What you are asked to do:
The full listing below is to be written out exactly.

Task input:
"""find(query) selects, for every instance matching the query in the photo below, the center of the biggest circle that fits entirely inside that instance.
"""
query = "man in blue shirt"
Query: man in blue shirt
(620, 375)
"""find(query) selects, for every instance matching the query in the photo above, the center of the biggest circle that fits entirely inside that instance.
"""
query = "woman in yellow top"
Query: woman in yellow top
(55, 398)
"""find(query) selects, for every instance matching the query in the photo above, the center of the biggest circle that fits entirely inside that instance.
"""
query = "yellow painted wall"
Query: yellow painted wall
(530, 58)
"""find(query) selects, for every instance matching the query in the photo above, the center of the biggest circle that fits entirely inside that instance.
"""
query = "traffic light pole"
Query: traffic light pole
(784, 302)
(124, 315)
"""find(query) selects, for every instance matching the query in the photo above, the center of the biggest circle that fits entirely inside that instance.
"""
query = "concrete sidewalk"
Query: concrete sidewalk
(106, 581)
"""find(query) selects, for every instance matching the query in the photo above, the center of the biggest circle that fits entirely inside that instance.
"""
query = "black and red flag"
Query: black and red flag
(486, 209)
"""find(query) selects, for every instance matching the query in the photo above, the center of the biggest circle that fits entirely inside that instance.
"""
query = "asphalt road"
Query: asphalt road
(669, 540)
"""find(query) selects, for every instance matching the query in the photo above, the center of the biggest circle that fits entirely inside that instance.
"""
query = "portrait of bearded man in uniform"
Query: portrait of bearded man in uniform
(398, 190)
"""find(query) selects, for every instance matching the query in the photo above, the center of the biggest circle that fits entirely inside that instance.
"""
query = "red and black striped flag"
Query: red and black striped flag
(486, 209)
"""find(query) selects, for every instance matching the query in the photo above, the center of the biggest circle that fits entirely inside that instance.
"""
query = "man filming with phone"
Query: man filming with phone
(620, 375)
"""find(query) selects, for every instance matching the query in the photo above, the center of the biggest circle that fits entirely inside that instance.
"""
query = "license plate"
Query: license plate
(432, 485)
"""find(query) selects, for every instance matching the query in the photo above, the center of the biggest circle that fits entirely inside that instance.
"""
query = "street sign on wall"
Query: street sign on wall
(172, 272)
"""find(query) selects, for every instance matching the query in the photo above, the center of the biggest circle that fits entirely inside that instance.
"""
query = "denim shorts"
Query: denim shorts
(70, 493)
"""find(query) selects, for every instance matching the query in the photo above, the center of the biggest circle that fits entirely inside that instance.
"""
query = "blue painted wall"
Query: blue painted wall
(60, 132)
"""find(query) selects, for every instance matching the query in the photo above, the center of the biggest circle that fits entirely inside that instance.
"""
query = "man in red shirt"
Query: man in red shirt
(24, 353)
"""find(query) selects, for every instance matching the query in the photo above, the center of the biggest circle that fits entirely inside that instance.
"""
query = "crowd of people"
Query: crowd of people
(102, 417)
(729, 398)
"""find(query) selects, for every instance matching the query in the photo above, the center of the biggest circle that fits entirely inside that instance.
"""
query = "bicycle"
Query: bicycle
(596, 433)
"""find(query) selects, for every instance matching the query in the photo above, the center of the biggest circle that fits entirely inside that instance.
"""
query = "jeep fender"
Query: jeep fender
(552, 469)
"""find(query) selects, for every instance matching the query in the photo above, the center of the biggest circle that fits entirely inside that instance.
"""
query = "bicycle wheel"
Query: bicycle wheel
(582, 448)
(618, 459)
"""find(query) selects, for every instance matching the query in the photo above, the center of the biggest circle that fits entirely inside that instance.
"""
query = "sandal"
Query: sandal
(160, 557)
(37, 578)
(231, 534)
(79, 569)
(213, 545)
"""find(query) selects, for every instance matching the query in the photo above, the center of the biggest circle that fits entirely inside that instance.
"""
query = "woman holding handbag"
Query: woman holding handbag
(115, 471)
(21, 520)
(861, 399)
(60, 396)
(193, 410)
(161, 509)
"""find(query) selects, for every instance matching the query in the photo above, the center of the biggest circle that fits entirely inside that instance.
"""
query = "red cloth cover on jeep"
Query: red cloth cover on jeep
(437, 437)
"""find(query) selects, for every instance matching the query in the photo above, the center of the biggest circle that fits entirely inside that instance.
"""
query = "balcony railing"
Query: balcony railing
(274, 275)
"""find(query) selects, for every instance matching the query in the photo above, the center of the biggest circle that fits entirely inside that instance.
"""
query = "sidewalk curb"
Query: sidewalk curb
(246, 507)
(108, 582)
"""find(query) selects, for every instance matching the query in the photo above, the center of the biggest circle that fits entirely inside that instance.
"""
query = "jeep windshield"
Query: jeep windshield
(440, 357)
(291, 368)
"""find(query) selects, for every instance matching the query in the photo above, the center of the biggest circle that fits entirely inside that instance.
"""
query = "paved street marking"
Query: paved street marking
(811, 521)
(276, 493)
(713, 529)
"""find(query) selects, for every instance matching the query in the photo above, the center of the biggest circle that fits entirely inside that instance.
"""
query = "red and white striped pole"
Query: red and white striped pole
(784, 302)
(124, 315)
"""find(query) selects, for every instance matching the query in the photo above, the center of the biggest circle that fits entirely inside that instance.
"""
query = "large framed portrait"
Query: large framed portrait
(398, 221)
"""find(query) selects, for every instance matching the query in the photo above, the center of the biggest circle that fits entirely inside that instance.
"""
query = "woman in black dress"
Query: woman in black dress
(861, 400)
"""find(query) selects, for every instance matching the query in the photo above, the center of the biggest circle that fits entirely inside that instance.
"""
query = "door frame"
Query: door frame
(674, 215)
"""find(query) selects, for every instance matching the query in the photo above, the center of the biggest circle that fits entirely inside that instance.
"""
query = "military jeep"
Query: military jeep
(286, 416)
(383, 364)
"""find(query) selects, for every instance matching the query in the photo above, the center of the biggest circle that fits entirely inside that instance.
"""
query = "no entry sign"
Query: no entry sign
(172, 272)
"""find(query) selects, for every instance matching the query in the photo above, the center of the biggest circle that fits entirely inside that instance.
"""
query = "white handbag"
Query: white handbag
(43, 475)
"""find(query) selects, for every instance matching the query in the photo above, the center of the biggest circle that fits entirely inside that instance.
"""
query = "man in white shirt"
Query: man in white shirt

The answer:
"""find(query) selects, for every instance matching the query in the photo below, the center of the biggest circle that fits entirely inside that instance.
"""
query = "man in blue shirt"
Query: man in blue shirt
(620, 375)
"""find(query) selects, for every instance matching the query in the photo above, the center of the biggest circle that fits entirely inside that instance.
"""
query = "woman in yellow top"
Query: woman in yellow top
(55, 398)
"""find(query) selects, for every instance matching the query in the photo above, the center of the biggest circle that fits entirely inside that instance.
"""
query = "yellow painted wall"
Query: yellow painted wall
(530, 58)
"""find(query) selects, for every instance matching the query in the photo above, the center of the biggest circle that fits entirely inside that instance.
"""
query = "traffic light pole"
Query: traffic light pole
(784, 302)
(124, 315)
"""find(query) selects, for every instance matching the query in the photo above, the center of the biggest circle that fits entirely inside that instance.
"""
query = "concrete sidewalk"
Query: concrete sidewalk
(106, 581)
"""find(query) selects, for every instance matching the query in the photo above, the center of the biggest circle that fits entirely inside that instance.
"""
query = "black and red flag"
Query: black and red flag
(486, 209)
"""find(query) selects, for every instance matching the query in the photo above, the center of the biggest circle that fits entirely inside that instance.
"""
query = "asphalt road"
Query: asphalt road
(669, 540)
"""find(query) selects, for every instance matching the query in the photo above, the center of the biggest circle that fits entirely inside that instance.
"""
query = "portrait of bearded man in uniform"
Query: portrait of bearded man in uniform
(398, 190)
"""find(query) selects, for every instance matching the query in the photo above, the center of the biggest circle that fits entirely inside that instance.
"""
query = "red and black striped flag"
Query: red and black striped flag
(486, 209)
"""find(query) selects, for every instance matching the query in the photo above, the center of the biggest circle that fits entirely inside that instance.
"""
query = "man filming with phone"
Query: man filming with phone
(620, 375)
"""find(query) selects, for every instance matching the query in the photo above, the center of the biggest circle that fits entirely inside that instance.
"""
query = "license plate"
Query: license plate
(432, 485)
"""find(query) selects, for every instance matching the query in the photo above, the center of the biggest circle that fits entirely inside that instance.
"""
query = "street sign on wall"
Query: street sign on wall
(172, 272)
"""find(query) selects, for every instance matching the query in the photo above, the center of the biggest circle that fits entirely inside that instance.
"""
query = "denim shorts"
Query: denim shorts
(70, 493)
"""find(query) selects, for every instance matching the query in the photo above, the center of the biggest circle that fits entirely inside that instance.
"""
query = "blue painted wall"
Query: blue painted wall
(60, 132)
"""find(query) selects, for every instance matching the query in the photo above, the center of the biggest circle that fits entirely inside that instance.
"""
query = "man in red shirt"
Query: man in red shirt
(24, 353)
"""find(query) selects, for every instance matching the query in the photo above, the center of the biggest circle that fits entirely inside that instance.
"""
query = "crowd of people"
Query: crowd of people
(102, 417)
(729, 398)
"""find(query) selects, for every instance matching the query in the photo above, the center of the biggest circle that fits entirely inside that instance.
"""
query = "bicycle"
Query: bicycle
(596, 433)
"""find(query) selects, for every instance matching the query in the photo above, the center of the biggest circle that fits entirely inside that instance.
"""
query = "jeep fender"
Query: jeep fender
(552, 469)
"""find(query) selects, for every instance matching the query in the photo above, the center of the biggest circle that fits entirely inside that instance.
"""
query = "bicycle wheel"
Query: bicycle wheel
(582, 448)
(618, 459)
"""find(query) selects, for every instance matching the query in the photo above, the center of the biggest circle that fits entirely inside that instance.
"""
query = "sandal"
Query: sandal
(160, 557)
(37, 578)
(231, 534)
(79, 569)
(213, 545)
"""find(query) selects, for every instance matching the query in the photo above, the center of the biggest circle that fits entirely inside that instance.
"""
query = "woman holding handbag"
Query: woman holding handbag
(115, 471)
(21, 520)
(861, 399)
(60, 396)
(193, 410)
(161, 509)
"""find(query) selects, for every instance matching the query in the photo above, the center of the biggest circle that fits entirely inside that instance.
"""
query = "red cloth cover on jeep"
Query: red cloth cover on jeep
(437, 437)
"""find(query) selects, for every instance matching the query in the photo above, the center of the biggest circle that fits entirely inside that instance.
"""
query = "balcony railing"
Query: balcony railing
(274, 275)
"""find(query) selects, for every instance matching the query in the photo above, the center of the biggest circle that fits entirely inside that instance.
"""
query = "sidewalk curb"
Query: sidewalk curb
(246, 507)
(108, 582)
"""find(query) selects, for every instance matching the query in the photo above, the center of the biggest circle that fits entirely inside that instance.
"""
query = "jeep windshield"
Query: jeep windshield
(440, 357)
(291, 368)
"""find(query) selects, for every instance matching the query in the photo above, the center of the biggest circle that fits entirely inside that instance.
"""
query = "paved street marking"
Query: paved street marking
(811, 521)
(276, 493)
(713, 529)
"""find(query) selects, for every instance matching the query in the photo above, the center of the biggest circle that fits entirely inside that instance.
"""
query = "red and white striped pole"
Query: red and white striped pole
(784, 302)
(124, 315)
"""find(query) selects, for every instance matching the query in the photo above, the center of the biggest circle that fits entirely inside that instance.
"""
query = "large framed portrait"
Query: large framed portrait
(398, 221)
"""find(query) selects, for every instance matching the query in the photo above, the center of the biggest circle that fits entirely inside that instance.
"""
query = "woman in black dress"
Query: woman in black dress
(861, 400)
"""find(query) selects, for every instance matching the query in the photo above, the center of the biggest circle that fits entirely inside that instance.
"""
query = "door frame"
Query: door frame
(674, 215)
"""find(query) selects, for every instance matching the query in the photo above, the center of the biggest circle that fits entirely inside that instance.
"""
query = "military jeep"
Query: military jeep
(286, 416)
(383, 364)
"""find(query) selects, for every instance matching the query in the photo above, the center of the biggest circle that fits entirely inside that instance.
"""
query = "no entry sign"
Query: no entry sign
(172, 272)
"""find(query) selects, for every instance matching the query in the photo above, the center of the biggest circle that fits entirely inside that instance.
"""
query = "white handbag"
Query: white handbag
(43, 475)
"""find(query) selects, for every instance matching the query in the photo above, the center of the biggest circle that fits entirely inside that instance.
"""
query = "man in white shirt"
Query: man in white shirt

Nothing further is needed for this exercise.